PROBLEM REQUIREMENTS:
Reproduce everything in the listing below verbatim from its first line down to the line containing "top-left (349, 158), bottom-right (370, 170)", including that line. Omit any pictures.

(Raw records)
----

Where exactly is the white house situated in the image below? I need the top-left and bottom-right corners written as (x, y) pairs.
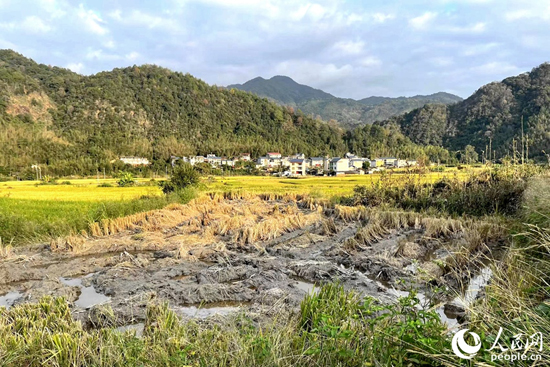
top-left (120, 157), bottom-right (151, 166)
top-left (288, 159), bottom-right (309, 176)
top-left (267, 152), bottom-right (282, 159)
top-left (310, 157), bottom-right (330, 171)
top-left (349, 158), bottom-right (370, 170)
top-left (379, 157), bottom-right (397, 167)
top-left (329, 157), bottom-right (349, 175)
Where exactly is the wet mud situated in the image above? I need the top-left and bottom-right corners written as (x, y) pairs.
top-left (0, 201), bottom-right (503, 334)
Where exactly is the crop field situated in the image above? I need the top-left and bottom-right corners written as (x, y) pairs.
top-left (0, 179), bottom-right (161, 202)
top-left (0, 169), bottom-right (478, 244)
top-left (205, 170), bottom-right (471, 198)
top-left (0, 179), bottom-right (171, 244)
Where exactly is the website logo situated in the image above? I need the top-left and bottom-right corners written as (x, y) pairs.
top-left (451, 329), bottom-right (481, 359)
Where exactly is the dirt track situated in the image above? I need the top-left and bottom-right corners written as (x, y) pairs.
top-left (0, 200), bottom-right (502, 327)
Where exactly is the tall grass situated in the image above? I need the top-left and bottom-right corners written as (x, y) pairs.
top-left (0, 284), bottom-right (448, 367)
top-left (0, 195), bottom-right (188, 245)
top-left (352, 166), bottom-right (537, 216)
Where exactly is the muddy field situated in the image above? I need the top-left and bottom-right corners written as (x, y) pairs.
top-left (0, 197), bottom-right (506, 329)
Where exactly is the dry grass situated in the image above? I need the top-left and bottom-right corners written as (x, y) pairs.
top-left (62, 196), bottom-right (328, 259)
top-left (0, 237), bottom-right (13, 260)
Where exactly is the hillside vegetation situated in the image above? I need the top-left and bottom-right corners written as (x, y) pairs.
top-left (0, 50), bottom-right (450, 178)
top-left (228, 75), bottom-right (462, 129)
top-left (380, 63), bottom-right (550, 161)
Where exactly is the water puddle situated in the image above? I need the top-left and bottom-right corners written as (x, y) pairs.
top-left (176, 301), bottom-right (246, 319)
top-left (59, 273), bottom-right (111, 309)
top-left (462, 268), bottom-right (493, 306)
top-left (172, 274), bottom-right (197, 283)
top-left (0, 291), bottom-right (23, 308)
top-left (388, 288), bottom-right (458, 328)
top-left (115, 322), bottom-right (145, 338)
top-left (294, 279), bottom-right (319, 294)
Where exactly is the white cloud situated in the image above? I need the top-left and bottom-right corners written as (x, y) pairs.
top-left (20, 15), bottom-right (52, 34)
top-left (359, 56), bottom-right (382, 68)
top-left (67, 62), bottom-right (84, 74)
top-left (333, 41), bottom-right (365, 55)
top-left (504, 6), bottom-right (550, 22)
top-left (470, 61), bottom-right (521, 75)
top-left (77, 4), bottom-right (109, 36)
top-left (462, 42), bottom-right (500, 56)
top-left (409, 11), bottom-right (437, 29)
top-left (38, 0), bottom-right (67, 19)
top-left (429, 56), bottom-right (454, 67)
top-left (85, 49), bottom-right (122, 61)
top-left (125, 51), bottom-right (141, 61)
top-left (108, 10), bottom-right (183, 31)
top-left (103, 40), bottom-right (116, 48)
top-left (272, 60), bottom-right (354, 88)
top-left (448, 22), bottom-right (487, 33)
top-left (0, 22), bottom-right (17, 31)
top-left (371, 13), bottom-right (395, 23)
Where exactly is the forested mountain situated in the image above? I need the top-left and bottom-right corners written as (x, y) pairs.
top-left (227, 75), bottom-right (336, 107)
top-left (380, 63), bottom-right (550, 158)
top-left (228, 76), bottom-right (462, 129)
top-left (0, 50), bottom-right (444, 176)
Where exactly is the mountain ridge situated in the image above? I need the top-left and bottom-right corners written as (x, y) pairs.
top-left (227, 75), bottom-right (462, 129)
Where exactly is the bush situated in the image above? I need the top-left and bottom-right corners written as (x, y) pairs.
top-left (117, 171), bottom-right (136, 187)
top-left (160, 163), bottom-right (200, 194)
top-left (353, 169), bottom-right (531, 216)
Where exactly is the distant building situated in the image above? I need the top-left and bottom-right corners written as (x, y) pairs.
top-left (267, 152), bottom-right (282, 159)
top-left (239, 153), bottom-right (250, 162)
top-left (310, 157), bottom-right (330, 171)
top-left (329, 157), bottom-right (349, 175)
top-left (395, 159), bottom-right (408, 168)
top-left (120, 157), bottom-right (151, 166)
top-left (288, 159), bottom-right (309, 176)
top-left (349, 158), bottom-right (371, 170)
top-left (370, 158), bottom-right (384, 168)
top-left (379, 157), bottom-right (397, 167)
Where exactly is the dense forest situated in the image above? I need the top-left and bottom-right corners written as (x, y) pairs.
top-left (377, 63), bottom-right (550, 160)
top-left (0, 50), bottom-right (440, 177)
top-left (4, 50), bottom-right (550, 177)
top-left (228, 75), bottom-right (462, 129)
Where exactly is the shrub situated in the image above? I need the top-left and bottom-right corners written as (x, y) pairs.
top-left (160, 163), bottom-right (200, 194)
top-left (353, 169), bottom-right (532, 216)
top-left (117, 171), bottom-right (136, 187)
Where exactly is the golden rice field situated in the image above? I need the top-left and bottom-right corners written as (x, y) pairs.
top-left (0, 169), bottom-right (478, 244)
top-left (0, 179), bottom-right (161, 202)
top-left (205, 170), bottom-right (471, 197)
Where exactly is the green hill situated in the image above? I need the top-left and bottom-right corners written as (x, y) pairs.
top-left (0, 50), bottom-right (347, 175)
top-left (380, 63), bottom-right (550, 159)
top-left (228, 76), bottom-right (462, 129)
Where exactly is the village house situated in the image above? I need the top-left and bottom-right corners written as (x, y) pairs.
top-left (239, 153), bottom-right (250, 162)
top-left (288, 158), bottom-right (309, 176)
top-left (370, 158), bottom-right (384, 168)
top-left (395, 159), bottom-right (408, 168)
top-left (267, 153), bottom-right (282, 159)
top-left (329, 157), bottom-right (349, 175)
top-left (380, 157), bottom-right (397, 167)
top-left (310, 157), bottom-right (329, 171)
top-left (349, 157), bottom-right (370, 170)
top-left (120, 157), bottom-right (151, 166)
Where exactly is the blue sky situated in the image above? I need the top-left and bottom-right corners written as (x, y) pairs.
top-left (0, 0), bottom-right (550, 98)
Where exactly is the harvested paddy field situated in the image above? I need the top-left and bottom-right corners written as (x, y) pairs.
top-left (0, 194), bottom-right (507, 329)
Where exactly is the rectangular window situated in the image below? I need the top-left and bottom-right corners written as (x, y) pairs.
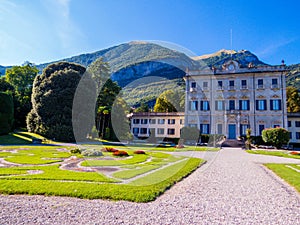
top-left (200, 124), bottom-right (209, 134)
top-left (132, 127), bottom-right (140, 136)
top-left (168, 119), bottom-right (175, 124)
top-left (133, 119), bottom-right (140, 124)
top-left (217, 124), bottom-right (223, 134)
top-left (215, 100), bottom-right (225, 110)
top-left (168, 128), bottom-right (175, 135)
top-left (157, 128), bottom-right (165, 134)
top-left (241, 80), bottom-right (247, 89)
top-left (200, 101), bottom-right (209, 111)
top-left (256, 99), bottom-right (267, 110)
top-left (258, 124), bottom-right (265, 135)
top-left (218, 80), bottom-right (223, 89)
top-left (149, 119), bottom-right (156, 124)
top-left (270, 99), bottom-right (281, 110)
top-left (229, 100), bottom-right (235, 110)
top-left (140, 128), bottom-right (148, 134)
top-left (190, 101), bottom-right (198, 111)
top-left (241, 124), bottom-right (249, 136)
top-left (157, 119), bottom-right (165, 124)
top-left (239, 100), bottom-right (250, 110)
top-left (141, 119), bottom-right (148, 124)
top-left (272, 78), bottom-right (278, 88)
top-left (257, 79), bottom-right (264, 88)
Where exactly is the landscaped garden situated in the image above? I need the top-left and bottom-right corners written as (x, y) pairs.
top-left (0, 133), bottom-right (207, 202)
top-left (247, 150), bottom-right (300, 192)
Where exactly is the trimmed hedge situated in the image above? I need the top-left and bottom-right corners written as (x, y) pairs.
top-left (0, 92), bottom-right (14, 135)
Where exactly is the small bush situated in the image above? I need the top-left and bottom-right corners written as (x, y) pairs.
top-left (81, 149), bottom-right (103, 156)
top-left (103, 147), bottom-right (119, 152)
top-left (133, 150), bottom-right (146, 154)
top-left (113, 151), bottom-right (128, 156)
top-left (70, 148), bottom-right (81, 154)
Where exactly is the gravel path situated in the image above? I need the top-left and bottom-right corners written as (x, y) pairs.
top-left (0, 149), bottom-right (300, 225)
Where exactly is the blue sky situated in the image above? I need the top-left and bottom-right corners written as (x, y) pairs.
top-left (0, 0), bottom-right (300, 65)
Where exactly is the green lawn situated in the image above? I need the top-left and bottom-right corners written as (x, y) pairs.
top-left (247, 150), bottom-right (300, 159)
top-left (265, 163), bottom-right (300, 192)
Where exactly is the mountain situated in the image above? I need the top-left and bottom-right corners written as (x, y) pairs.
top-left (0, 41), bottom-right (282, 104)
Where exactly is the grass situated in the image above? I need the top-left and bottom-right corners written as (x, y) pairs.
top-left (265, 163), bottom-right (300, 192)
top-left (247, 150), bottom-right (300, 159)
top-left (0, 158), bottom-right (202, 202)
top-left (0, 139), bottom-right (203, 202)
top-left (0, 165), bottom-right (117, 182)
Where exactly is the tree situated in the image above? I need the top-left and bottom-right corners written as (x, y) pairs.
top-left (4, 63), bottom-right (39, 127)
top-left (154, 90), bottom-right (185, 112)
top-left (262, 127), bottom-right (290, 148)
top-left (27, 62), bottom-right (86, 141)
top-left (0, 92), bottom-right (14, 135)
top-left (286, 86), bottom-right (300, 112)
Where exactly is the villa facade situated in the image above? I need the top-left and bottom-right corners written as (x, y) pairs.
top-left (185, 60), bottom-right (288, 139)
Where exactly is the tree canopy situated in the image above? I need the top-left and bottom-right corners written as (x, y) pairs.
top-left (286, 86), bottom-right (300, 113)
top-left (27, 62), bottom-right (86, 141)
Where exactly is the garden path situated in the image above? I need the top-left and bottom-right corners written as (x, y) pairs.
top-left (0, 148), bottom-right (300, 225)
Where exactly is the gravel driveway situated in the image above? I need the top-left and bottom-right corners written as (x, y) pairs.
top-left (0, 149), bottom-right (300, 225)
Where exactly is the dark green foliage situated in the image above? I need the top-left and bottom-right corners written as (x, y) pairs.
top-left (0, 77), bottom-right (14, 92)
top-left (262, 127), bottom-right (290, 148)
top-left (5, 63), bottom-right (38, 127)
top-left (0, 92), bottom-right (14, 135)
top-left (27, 62), bottom-right (85, 141)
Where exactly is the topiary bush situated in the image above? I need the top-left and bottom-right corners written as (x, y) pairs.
top-left (81, 149), bottom-right (103, 156)
top-left (113, 150), bottom-right (128, 156)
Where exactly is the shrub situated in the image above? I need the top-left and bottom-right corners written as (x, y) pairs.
top-left (133, 150), bottom-right (146, 154)
top-left (262, 127), bottom-right (290, 148)
top-left (290, 152), bottom-right (300, 155)
top-left (103, 147), bottom-right (118, 152)
top-left (81, 149), bottom-right (103, 156)
top-left (113, 150), bottom-right (128, 156)
top-left (70, 148), bottom-right (81, 154)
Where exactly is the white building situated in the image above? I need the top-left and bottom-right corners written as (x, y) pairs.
top-left (131, 112), bottom-right (184, 138)
top-left (185, 60), bottom-right (287, 139)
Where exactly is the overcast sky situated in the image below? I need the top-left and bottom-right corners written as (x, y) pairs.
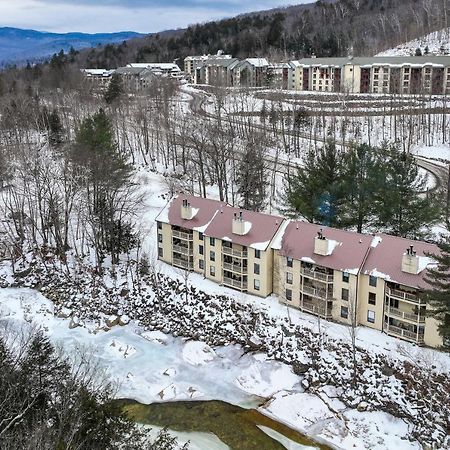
top-left (0, 0), bottom-right (306, 33)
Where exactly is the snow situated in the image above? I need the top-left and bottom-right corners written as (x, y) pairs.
top-left (376, 28), bottom-right (450, 56)
top-left (370, 236), bottom-right (383, 248)
top-left (183, 341), bottom-right (216, 366)
top-left (411, 144), bottom-right (450, 161)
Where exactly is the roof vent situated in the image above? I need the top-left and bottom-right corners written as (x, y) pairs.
top-left (232, 211), bottom-right (252, 236)
top-left (181, 198), bottom-right (198, 220)
top-left (402, 245), bottom-right (419, 275)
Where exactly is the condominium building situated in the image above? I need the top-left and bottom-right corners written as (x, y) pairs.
top-left (156, 196), bottom-right (283, 297)
top-left (156, 195), bottom-right (444, 347)
top-left (291, 56), bottom-right (450, 94)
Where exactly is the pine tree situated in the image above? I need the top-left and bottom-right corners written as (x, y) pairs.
top-left (343, 144), bottom-right (386, 233)
top-left (105, 73), bottom-right (123, 104)
top-left (282, 141), bottom-right (344, 226)
top-left (377, 146), bottom-right (440, 239)
top-left (424, 236), bottom-right (450, 342)
top-left (237, 142), bottom-right (267, 211)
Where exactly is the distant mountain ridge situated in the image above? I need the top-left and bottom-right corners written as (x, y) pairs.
top-left (0, 27), bottom-right (143, 65)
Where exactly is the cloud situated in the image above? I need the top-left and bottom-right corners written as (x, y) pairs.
top-left (0, 0), bottom-right (306, 33)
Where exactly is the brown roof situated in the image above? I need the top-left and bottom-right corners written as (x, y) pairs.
top-left (280, 221), bottom-right (372, 274)
top-left (156, 194), bottom-right (284, 250)
top-left (362, 234), bottom-right (440, 287)
top-left (205, 206), bottom-right (284, 250)
top-left (156, 194), bottom-right (226, 231)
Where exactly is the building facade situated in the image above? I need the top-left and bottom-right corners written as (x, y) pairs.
top-left (156, 195), bottom-right (444, 347)
top-left (291, 56), bottom-right (450, 95)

----

OUTPUT OF THE EXERCISE:
Where exactly is the white house situated in the image below? I need the top-left and bottom-right corners written as (x, y) pairs.
top-left (120, 157), bottom-right (151, 166)
top-left (288, 159), bottom-right (309, 176)
top-left (267, 152), bottom-right (282, 159)
top-left (310, 157), bottom-right (330, 171)
top-left (349, 158), bottom-right (370, 170)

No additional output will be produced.